#### Reading passage ####
[pypy-dev] PyPy at last infinitely fast

Maciej Fijalkowski fijall at gmail.com
Thu Jul 21 09:13:33 CEST 2011


On Thu, Jul 21, 2011 at 9:09 AM, Antonio Cuni <anto.cuni at gmail.com> wrote:
> Hi Miquel, Maciek, all,
>
> On 20/07/11 22:01, Miquel Torres wrote:
>
>> Thanks Maciej. It was just a case of adding the new branch parameter
>> to the result dictionary, as you did in
>> pypy/benchmarks/src/saveresults
>
> I think that there was another issue: currently we pass a revision number like
> 12345:aabbccddee, but codespeed complained that it's not a valid hg revision
> (it was checking that it's exactly 40 chars long).  I think that fijal fixed
> it, not sure how.

by commenting out a check. Exact length is nonsense since we might
pass 5 digits one day....

>
>> Regarding the broken changes table, it is obviously a related problem,
>> together with not making the user having to browse through empty data.
>> All of those issues are caused by only benchmarking some of the
>> executables with one revision, and other with different revisions.
####
Goal: Could you pick up the mailing-list message about PyPy benchmarking and carry it on from the point where it stops? The entries that follow have nothing to do with this.
#### Dataset rows ####
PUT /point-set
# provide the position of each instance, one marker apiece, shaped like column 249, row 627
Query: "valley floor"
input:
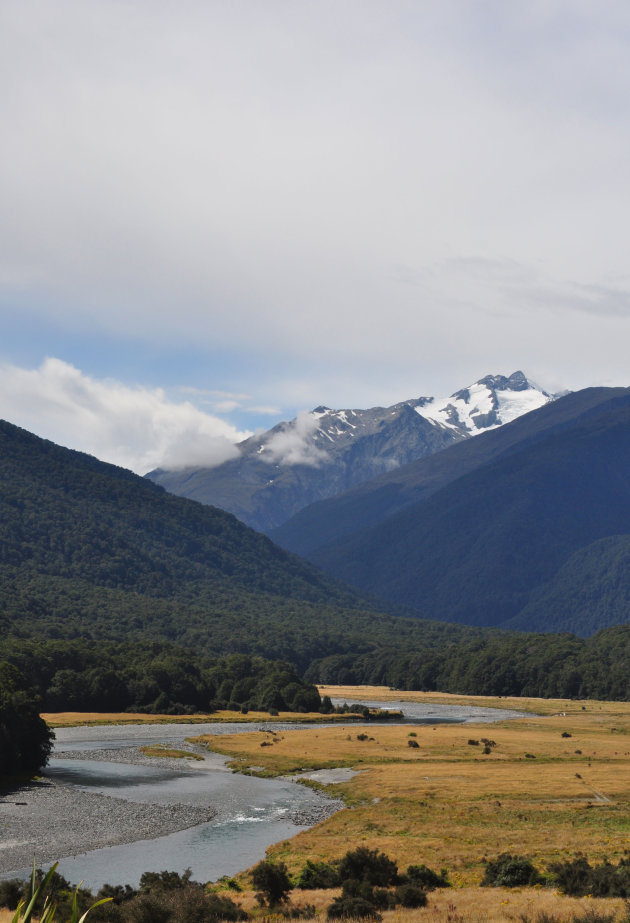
column 550, row 786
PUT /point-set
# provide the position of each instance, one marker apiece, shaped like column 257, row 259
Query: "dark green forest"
column 115, row 595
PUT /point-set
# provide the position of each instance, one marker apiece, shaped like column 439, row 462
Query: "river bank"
column 52, row 818
column 49, row 819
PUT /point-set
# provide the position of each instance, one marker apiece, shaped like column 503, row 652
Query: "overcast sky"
column 216, row 213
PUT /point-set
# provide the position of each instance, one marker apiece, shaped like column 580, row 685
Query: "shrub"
column 426, row 878
column 368, row 865
column 318, row 875
column 411, row 895
column 271, row 881
column 578, row 878
column 352, row 908
column 509, row 871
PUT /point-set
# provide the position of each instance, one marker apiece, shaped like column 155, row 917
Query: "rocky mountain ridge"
column 326, row 452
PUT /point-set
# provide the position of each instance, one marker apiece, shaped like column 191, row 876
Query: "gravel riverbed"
column 50, row 819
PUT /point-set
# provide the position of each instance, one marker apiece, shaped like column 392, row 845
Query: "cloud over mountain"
column 135, row 427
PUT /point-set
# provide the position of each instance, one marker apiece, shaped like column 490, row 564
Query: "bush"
column 411, row 895
column 352, row 908
column 426, row 878
column 577, row 878
column 368, row 865
column 510, row 872
column 271, row 881
column 318, row 875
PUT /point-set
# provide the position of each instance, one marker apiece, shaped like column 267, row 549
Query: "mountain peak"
column 325, row 452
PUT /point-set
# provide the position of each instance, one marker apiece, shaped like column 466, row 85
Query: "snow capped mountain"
column 310, row 438
column 324, row 452
column 490, row 402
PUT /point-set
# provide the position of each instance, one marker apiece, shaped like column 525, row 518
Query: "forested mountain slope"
column 536, row 538
column 91, row 553
column 90, row 549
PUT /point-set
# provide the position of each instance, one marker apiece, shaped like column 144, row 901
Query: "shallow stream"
column 251, row 813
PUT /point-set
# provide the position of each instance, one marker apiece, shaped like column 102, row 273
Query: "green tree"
column 271, row 881
column 25, row 739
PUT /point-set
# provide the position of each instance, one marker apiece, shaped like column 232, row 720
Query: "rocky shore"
column 48, row 819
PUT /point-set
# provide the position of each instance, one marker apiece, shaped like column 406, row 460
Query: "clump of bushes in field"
column 575, row 877
column 369, row 881
column 578, row 878
column 508, row 871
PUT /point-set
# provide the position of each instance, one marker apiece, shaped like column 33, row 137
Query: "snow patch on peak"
column 487, row 404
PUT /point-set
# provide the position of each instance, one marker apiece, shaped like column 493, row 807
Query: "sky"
column 216, row 214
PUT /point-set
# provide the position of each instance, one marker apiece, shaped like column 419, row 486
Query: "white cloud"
column 135, row 427
column 294, row 445
column 320, row 189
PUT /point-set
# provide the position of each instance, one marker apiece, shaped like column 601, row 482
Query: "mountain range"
column 325, row 452
column 527, row 526
column 99, row 567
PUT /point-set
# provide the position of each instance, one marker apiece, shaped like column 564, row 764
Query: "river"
column 250, row 813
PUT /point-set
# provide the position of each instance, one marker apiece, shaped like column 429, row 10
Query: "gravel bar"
column 50, row 820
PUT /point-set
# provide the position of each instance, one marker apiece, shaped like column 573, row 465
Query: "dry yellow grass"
column 466, row 905
column 447, row 803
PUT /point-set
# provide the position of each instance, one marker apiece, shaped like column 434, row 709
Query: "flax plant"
column 24, row 912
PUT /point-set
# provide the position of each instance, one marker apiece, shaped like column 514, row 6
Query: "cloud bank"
column 137, row 428
column 294, row 445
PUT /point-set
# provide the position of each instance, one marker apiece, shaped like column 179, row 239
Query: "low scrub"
column 508, row 871
column 578, row 878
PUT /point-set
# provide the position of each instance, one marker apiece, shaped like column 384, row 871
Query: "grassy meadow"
column 553, row 785
column 550, row 786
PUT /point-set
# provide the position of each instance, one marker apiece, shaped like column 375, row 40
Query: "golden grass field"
column 555, row 784
column 449, row 805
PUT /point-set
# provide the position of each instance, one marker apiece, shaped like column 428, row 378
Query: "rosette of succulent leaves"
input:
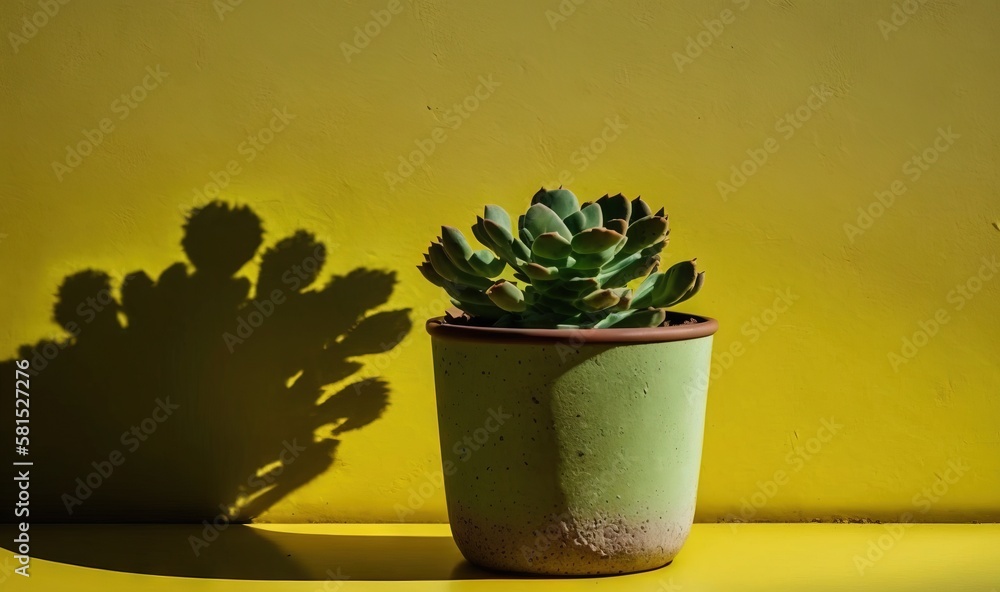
column 565, row 265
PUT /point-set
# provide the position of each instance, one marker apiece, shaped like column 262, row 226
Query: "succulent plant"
column 570, row 265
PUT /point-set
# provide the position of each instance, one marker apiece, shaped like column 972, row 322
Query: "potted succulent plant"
column 571, row 404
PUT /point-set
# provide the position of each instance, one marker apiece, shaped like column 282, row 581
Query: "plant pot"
column 571, row 452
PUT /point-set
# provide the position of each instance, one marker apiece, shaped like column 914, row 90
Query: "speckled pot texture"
column 569, row 455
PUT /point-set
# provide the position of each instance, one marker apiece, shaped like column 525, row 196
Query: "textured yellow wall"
column 818, row 408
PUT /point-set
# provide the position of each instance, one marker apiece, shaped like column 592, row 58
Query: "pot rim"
column 705, row 327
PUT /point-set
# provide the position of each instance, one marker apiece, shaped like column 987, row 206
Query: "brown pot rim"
column 704, row 327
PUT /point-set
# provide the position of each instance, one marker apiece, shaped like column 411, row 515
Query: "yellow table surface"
column 401, row 557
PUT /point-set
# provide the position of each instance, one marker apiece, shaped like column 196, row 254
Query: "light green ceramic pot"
column 572, row 451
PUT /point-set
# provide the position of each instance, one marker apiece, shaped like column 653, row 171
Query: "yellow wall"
column 883, row 91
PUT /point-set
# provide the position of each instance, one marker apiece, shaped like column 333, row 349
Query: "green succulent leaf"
column 520, row 249
column 457, row 248
column 618, row 225
column 479, row 231
column 499, row 235
column 594, row 261
column 540, row 219
column 575, row 263
column 636, row 266
column 595, row 240
column 645, row 233
column 561, row 201
column 588, row 217
column 536, row 271
column 599, row 300
column 661, row 290
column 486, row 264
column 551, row 245
column 640, row 210
column 497, row 215
column 507, row 296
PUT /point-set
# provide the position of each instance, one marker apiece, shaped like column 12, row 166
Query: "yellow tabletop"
column 423, row 557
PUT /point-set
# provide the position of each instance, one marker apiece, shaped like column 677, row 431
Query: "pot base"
column 604, row 545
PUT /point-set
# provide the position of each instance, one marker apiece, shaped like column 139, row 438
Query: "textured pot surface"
column 570, row 456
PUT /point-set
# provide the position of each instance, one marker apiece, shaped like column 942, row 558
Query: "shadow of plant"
column 199, row 394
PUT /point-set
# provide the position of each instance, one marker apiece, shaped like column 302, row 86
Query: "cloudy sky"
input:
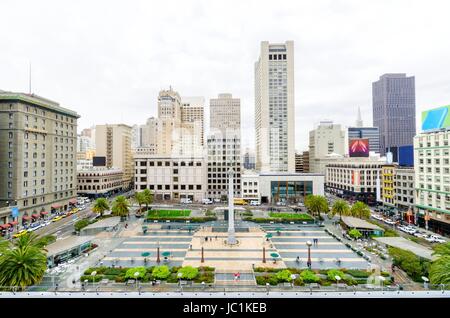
column 108, row 59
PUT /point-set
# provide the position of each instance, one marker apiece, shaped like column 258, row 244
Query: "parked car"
column 59, row 217
column 207, row 201
column 21, row 233
column 437, row 239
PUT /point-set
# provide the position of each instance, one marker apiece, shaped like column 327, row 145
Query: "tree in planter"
column 100, row 206
column 148, row 198
column 24, row 262
column 360, row 210
column 121, row 207
column 309, row 276
column 354, row 233
column 340, row 207
column 161, row 272
column 284, row 276
column 139, row 197
column 188, row 272
column 316, row 204
column 130, row 274
column 440, row 267
column 332, row 273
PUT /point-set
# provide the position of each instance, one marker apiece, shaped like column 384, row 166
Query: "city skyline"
column 337, row 57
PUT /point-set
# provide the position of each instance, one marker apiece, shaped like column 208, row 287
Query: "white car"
column 207, row 201
column 437, row 239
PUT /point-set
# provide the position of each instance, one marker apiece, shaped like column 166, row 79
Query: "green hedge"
column 291, row 216
column 411, row 264
column 275, row 220
column 183, row 219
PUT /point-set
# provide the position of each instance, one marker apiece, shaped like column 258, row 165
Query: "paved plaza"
column 181, row 245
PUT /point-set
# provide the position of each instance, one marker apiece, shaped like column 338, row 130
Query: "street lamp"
column 93, row 278
column 308, row 243
column 425, row 282
column 136, row 275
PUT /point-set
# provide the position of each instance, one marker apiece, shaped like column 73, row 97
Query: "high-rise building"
column 432, row 179
column 274, row 108
column 114, row 143
column 361, row 132
column 38, row 143
column 249, row 159
column 394, row 110
column 224, row 146
column 326, row 139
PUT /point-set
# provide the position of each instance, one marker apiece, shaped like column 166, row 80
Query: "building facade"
column 224, row 146
column 38, row 142
column 371, row 133
column 394, row 110
column 326, row 139
column 355, row 178
column 275, row 108
column 171, row 178
column 114, row 143
column 99, row 182
column 432, row 179
column 250, row 186
column 289, row 187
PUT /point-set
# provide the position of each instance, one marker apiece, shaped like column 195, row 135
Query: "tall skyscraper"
column 224, row 146
column 394, row 110
column 38, row 142
column 274, row 108
column 114, row 143
column 361, row 132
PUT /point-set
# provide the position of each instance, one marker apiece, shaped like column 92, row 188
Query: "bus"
column 239, row 201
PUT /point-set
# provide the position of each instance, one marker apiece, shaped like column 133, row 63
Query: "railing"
column 176, row 288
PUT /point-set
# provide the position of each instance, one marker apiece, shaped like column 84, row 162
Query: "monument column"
column 231, row 233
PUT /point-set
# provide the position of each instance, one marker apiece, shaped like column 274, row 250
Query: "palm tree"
column 23, row 263
column 440, row 268
column 360, row 210
column 140, row 199
column 121, row 207
column 100, row 206
column 340, row 207
column 316, row 204
column 148, row 198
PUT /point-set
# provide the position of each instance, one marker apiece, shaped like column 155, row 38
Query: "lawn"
column 169, row 213
column 294, row 216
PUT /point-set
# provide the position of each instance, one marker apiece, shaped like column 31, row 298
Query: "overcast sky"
column 107, row 60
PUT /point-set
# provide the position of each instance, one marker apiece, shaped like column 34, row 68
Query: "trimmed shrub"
column 188, row 272
column 161, row 272
column 309, row 277
column 284, row 276
column 332, row 273
column 132, row 271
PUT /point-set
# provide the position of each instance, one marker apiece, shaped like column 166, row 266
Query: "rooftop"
column 67, row 244
column 359, row 223
column 37, row 100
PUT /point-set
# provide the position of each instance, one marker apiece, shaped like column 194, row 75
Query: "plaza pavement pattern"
column 185, row 248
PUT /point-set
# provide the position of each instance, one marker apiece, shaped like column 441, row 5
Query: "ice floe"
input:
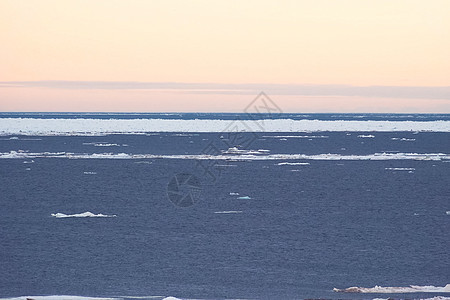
####
Response below:
>> Each can be more or less solved with a couple of lines of code, but it
>> would introduce quite a bit of overhead, so we need to consider
>> (test/benchmark) the possible solution carefully.
>
> I think that codespeed should fix the behavior soon or later, the current one
> looks broken to me.  However, I'm fine for having just a workaround at the moment.
>
>> Could you imagine implementing Antonio's suggestion?:
>> Citing:
>>> A quick workaround would be to force buildbot to update to a more specific
>>> revision. E.g., "the highest revision of today at 00:00", or something like
>>> this. This should ensure to have the same revision for all our benchmarks/tests.
>
> unfortunately, it's not as simple. In mercurial there is no easy way to update
> to a specific date/time ("hg up --date" does not consider branches, so you
> might end up in a different branch than default).
>
> Moreover, we want to be able to manually kick a benchmark run just for e.g. 32
> bit but not on 64, so the workaround would not work in this case.
>
> I propose a new workaround: instead of having pypy-c and pypy-c-64 both in the
> "tannit" environment, what about having tannit-32 and tannit-64? I think this
> would fix the issues, at the cost of not being able to have both 32 and 64 bit
> plots in the same graph.

I think having them at the same graph is more important than having
changes showing correct things. I might give it a go if nobody wants
to

>
> What do you think?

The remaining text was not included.